Exercise instructions >>
Within these entries, which lines include the string "below"? Copy each one.

Data for processing >>
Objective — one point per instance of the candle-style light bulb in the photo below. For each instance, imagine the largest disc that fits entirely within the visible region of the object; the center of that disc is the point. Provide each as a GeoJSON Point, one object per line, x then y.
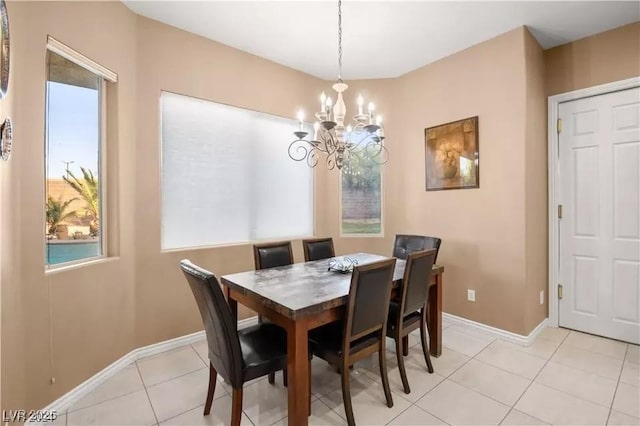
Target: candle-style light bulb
{"type": "Point", "coordinates": [329, 105]}
{"type": "Point", "coordinates": [372, 107]}
{"type": "Point", "coordinates": [300, 118]}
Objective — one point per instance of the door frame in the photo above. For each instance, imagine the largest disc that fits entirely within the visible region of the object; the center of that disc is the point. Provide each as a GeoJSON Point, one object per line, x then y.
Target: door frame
{"type": "Point", "coordinates": [553, 178]}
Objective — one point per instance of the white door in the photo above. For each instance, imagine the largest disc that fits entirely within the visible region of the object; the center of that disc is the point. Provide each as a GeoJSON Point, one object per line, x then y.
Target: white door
{"type": "Point", "coordinates": [599, 170]}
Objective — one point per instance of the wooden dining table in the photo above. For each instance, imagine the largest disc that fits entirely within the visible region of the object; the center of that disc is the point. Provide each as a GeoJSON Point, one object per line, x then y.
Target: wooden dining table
{"type": "Point", "coordinates": [303, 296]}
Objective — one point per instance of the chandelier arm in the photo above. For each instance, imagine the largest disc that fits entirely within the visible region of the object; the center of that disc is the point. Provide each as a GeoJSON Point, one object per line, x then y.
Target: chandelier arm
{"type": "Point", "coordinates": [312, 159]}
{"type": "Point", "coordinates": [340, 41]}
{"type": "Point", "coordinates": [331, 162]}
{"type": "Point", "coordinates": [357, 145]}
{"type": "Point", "coordinates": [299, 151]}
{"type": "Point", "coordinates": [381, 153]}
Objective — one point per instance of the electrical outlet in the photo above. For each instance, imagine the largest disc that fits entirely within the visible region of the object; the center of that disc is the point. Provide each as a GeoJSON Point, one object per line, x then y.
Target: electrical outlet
{"type": "Point", "coordinates": [471, 295]}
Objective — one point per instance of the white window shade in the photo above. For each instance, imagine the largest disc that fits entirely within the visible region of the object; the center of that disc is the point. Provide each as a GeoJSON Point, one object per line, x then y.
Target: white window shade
{"type": "Point", "coordinates": [227, 178]}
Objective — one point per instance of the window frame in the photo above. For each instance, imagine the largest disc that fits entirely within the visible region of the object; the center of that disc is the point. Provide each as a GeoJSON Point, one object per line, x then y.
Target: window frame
{"type": "Point", "coordinates": [105, 75]}
{"type": "Point", "coordinates": [382, 209]}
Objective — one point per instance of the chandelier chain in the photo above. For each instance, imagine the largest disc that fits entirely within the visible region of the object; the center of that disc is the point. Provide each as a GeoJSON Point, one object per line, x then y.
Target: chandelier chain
{"type": "Point", "coordinates": [340, 41]}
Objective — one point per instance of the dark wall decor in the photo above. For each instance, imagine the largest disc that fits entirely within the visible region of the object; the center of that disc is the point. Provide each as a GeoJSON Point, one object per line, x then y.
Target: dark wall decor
{"type": "Point", "coordinates": [451, 152]}
{"type": "Point", "coordinates": [4, 50]}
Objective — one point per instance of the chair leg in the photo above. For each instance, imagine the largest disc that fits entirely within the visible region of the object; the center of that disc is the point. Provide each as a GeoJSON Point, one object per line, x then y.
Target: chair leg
{"type": "Point", "coordinates": [346, 395]}
{"type": "Point", "coordinates": [405, 346]}
{"type": "Point", "coordinates": [403, 372]}
{"type": "Point", "coordinates": [425, 346]}
{"type": "Point", "coordinates": [309, 402]}
{"type": "Point", "coordinates": [382, 360]}
{"type": "Point", "coordinates": [236, 410]}
{"type": "Point", "coordinates": [213, 375]}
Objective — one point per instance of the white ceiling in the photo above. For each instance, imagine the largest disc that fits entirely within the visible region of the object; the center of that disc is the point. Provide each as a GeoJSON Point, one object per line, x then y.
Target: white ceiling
{"type": "Point", "coordinates": [381, 38]}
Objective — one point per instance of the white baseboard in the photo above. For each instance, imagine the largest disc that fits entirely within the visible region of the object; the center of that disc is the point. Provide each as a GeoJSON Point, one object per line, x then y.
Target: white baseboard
{"type": "Point", "coordinates": [498, 332]}
{"type": "Point", "coordinates": [67, 400]}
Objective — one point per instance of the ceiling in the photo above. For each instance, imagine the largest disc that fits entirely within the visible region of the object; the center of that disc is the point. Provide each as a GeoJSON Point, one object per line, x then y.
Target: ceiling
{"type": "Point", "coordinates": [381, 38]}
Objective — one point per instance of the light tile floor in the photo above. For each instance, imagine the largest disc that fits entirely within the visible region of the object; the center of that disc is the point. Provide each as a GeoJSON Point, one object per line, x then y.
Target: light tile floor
{"type": "Point", "coordinates": [564, 378]}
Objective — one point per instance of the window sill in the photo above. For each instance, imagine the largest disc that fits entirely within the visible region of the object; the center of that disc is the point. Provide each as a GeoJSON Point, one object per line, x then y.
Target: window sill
{"type": "Point", "coordinates": [361, 235]}
{"type": "Point", "coordinates": [52, 270]}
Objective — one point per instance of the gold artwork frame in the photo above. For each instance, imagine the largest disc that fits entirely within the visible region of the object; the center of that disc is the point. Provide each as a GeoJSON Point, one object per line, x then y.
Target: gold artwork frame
{"type": "Point", "coordinates": [452, 158]}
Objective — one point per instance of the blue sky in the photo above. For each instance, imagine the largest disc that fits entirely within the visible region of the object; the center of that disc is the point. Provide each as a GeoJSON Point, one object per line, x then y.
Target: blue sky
{"type": "Point", "coordinates": [73, 129]}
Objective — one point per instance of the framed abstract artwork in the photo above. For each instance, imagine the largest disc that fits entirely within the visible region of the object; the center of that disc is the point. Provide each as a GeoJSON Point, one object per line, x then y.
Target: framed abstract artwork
{"type": "Point", "coordinates": [452, 155]}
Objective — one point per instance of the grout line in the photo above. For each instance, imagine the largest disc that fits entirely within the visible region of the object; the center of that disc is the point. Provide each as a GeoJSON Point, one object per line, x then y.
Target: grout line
{"type": "Point", "coordinates": [153, 410]}
{"type": "Point", "coordinates": [206, 361]}
{"type": "Point", "coordinates": [533, 381]}
{"type": "Point", "coordinates": [626, 351]}
{"type": "Point", "coordinates": [105, 400]}
{"type": "Point", "coordinates": [69, 410]}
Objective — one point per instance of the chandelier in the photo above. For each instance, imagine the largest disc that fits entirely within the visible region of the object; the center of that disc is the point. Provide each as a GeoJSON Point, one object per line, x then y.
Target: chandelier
{"type": "Point", "coordinates": [330, 135]}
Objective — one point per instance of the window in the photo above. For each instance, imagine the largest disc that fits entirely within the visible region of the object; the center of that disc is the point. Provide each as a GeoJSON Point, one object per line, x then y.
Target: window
{"type": "Point", "coordinates": [227, 177]}
{"type": "Point", "coordinates": [74, 172]}
{"type": "Point", "coordinates": [361, 195]}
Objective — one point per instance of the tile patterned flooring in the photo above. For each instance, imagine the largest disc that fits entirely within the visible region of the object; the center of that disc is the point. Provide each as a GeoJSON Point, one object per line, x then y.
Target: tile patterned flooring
{"type": "Point", "coordinates": [563, 378]}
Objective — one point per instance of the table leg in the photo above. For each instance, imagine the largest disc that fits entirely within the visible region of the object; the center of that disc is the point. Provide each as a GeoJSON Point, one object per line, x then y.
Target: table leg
{"type": "Point", "coordinates": [298, 366]}
{"type": "Point", "coordinates": [233, 304]}
{"type": "Point", "coordinates": [434, 316]}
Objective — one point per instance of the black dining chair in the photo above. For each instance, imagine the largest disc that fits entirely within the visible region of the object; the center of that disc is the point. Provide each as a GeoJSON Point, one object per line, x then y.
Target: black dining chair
{"type": "Point", "coordinates": [272, 255]}
{"type": "Point", "coordinates": [318, 249]}
{"type": "Point", "coordinates": [405, 244]}
{"type": "Point", "coordinates": [237, 355]}
{"type": "Point", "coordinates": [362, 332]}
{"type": "Point", "coordinates": [411, 312]}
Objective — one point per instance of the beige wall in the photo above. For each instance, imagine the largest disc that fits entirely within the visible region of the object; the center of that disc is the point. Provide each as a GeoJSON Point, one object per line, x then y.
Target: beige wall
{"type": "Point", "coordinates": [66, 325]}
{"type": "Point", "coordinates": [177, 61]}
{"type": "Point", "coordinates": [70, 324]}
{"type": "Point", "coordinates": [602, 58]}
{"type": "Point", "coordinates": [483, 230]}
{"type": "Point", "coordinates": [81, 320]}
{"type": "Point", "coordinates": [535, 163]}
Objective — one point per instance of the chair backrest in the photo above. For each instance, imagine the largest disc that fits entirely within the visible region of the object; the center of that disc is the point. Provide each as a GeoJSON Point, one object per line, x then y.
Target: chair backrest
{"type": "Point", "coordinates": [415, 283]}
{"type": "Point", "coordinates": [405, 244]}
{"type": "Point", "coordinates": [270, 255]}
{"type": "Point", "coordinates": [220, 327]}
{"type": "Point", "coordinates": [368, 303]}
{"type": "Point", "coordinates": [319, 248]}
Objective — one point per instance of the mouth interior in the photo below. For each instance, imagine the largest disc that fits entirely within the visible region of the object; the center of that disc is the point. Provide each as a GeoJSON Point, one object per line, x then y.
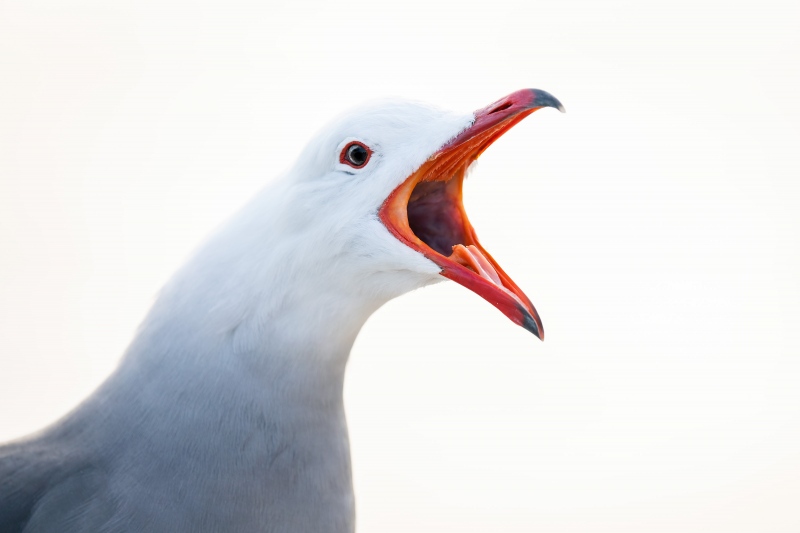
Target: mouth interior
{"type": "Point", "coordinates": [435, 215]}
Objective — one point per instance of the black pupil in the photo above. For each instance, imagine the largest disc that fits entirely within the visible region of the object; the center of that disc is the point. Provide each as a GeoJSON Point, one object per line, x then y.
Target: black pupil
{"type": "Point", "coordinates": [357, 155]}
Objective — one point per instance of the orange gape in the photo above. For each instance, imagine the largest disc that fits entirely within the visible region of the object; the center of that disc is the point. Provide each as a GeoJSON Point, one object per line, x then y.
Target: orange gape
{"type": "Point", "coordinates": [426, 211]}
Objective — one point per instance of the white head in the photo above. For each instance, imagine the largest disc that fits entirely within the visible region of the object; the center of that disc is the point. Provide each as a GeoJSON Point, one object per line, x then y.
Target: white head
{"type": "Point", "coordinates": [372, 209]}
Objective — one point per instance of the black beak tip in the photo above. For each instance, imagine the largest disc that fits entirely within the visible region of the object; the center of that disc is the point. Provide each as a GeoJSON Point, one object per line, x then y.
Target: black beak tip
{"type": "Point", "coordinates": [529, 323]}
{"type": "Point", "coordinates": [545, 99]}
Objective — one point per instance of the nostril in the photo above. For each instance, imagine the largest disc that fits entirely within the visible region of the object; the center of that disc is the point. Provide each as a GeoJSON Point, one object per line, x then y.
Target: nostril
{"type": "Point", "coordinates": [501, 107]}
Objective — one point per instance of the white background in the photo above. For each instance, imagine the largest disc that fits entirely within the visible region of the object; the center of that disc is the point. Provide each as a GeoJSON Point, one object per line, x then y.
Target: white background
{"type": "Point", "coordinates": [655, 226]}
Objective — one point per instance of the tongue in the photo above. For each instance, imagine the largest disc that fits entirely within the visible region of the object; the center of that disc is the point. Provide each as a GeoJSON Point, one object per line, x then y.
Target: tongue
{"type": "Point", "coordinates": [472, 258]}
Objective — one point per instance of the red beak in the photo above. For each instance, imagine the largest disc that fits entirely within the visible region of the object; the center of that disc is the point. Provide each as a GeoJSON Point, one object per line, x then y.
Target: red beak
{"type": "Point", "coordinates": [427, 214]}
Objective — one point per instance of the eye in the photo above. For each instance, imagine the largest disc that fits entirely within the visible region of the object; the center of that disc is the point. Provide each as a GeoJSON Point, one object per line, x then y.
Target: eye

Task result >>
Objective — one point per instance of the candle-style light bulb in the photo below. For each instance, imagine the largest disc that fits entirely within the visible region of the object; the center of that disc is the point. Provide each as a GeoJSON Point, one object per line, x then y.
Objective — one point per instance of the mouth interior in the photo below. For each instance, imagine the largest disc that fits entirely within the visible region of the object; the center of that disc is the point. Provide each as a GeoJSON Point, one object per line, x then y.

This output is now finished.